> [Work instruction] Where does the word "point" show up in the records? Copy every line that has it.

> [Information]

-*-*-

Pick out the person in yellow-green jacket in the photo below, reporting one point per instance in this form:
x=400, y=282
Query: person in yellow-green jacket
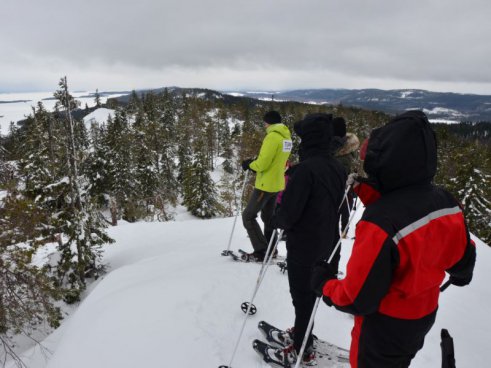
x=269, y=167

-*-*-

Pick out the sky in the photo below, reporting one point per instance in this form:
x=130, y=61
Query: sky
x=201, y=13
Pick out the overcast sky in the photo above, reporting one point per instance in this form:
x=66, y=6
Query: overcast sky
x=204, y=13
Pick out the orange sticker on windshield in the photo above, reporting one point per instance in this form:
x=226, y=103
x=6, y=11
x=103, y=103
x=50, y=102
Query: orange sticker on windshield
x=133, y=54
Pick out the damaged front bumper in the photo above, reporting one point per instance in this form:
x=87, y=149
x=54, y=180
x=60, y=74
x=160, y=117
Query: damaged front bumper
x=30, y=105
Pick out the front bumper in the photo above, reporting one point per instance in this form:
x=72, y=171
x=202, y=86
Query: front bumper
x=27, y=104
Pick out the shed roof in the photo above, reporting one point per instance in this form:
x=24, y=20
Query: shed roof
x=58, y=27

-*-*-

> [Exercise result]
Pick out the person in yellow-green jacket in the photo below, reporting one point per instance in this form:
Pick out the sky in the photo below, reporting one point per instance in this form:
Pick out the overcast sky in the photo above, reporting one point per instance in this form:
Pick out the orange sticker on windshield in the photo above, reporting one point per instance in this form:
Pick out the damaged front bumper in the photo above, reporting one point per instance in this form:
Pick out the front bumper in the photo above, reporting one point per instance in this form:
Pick out the shed roof in the photo above, reporting one point per instance in this form:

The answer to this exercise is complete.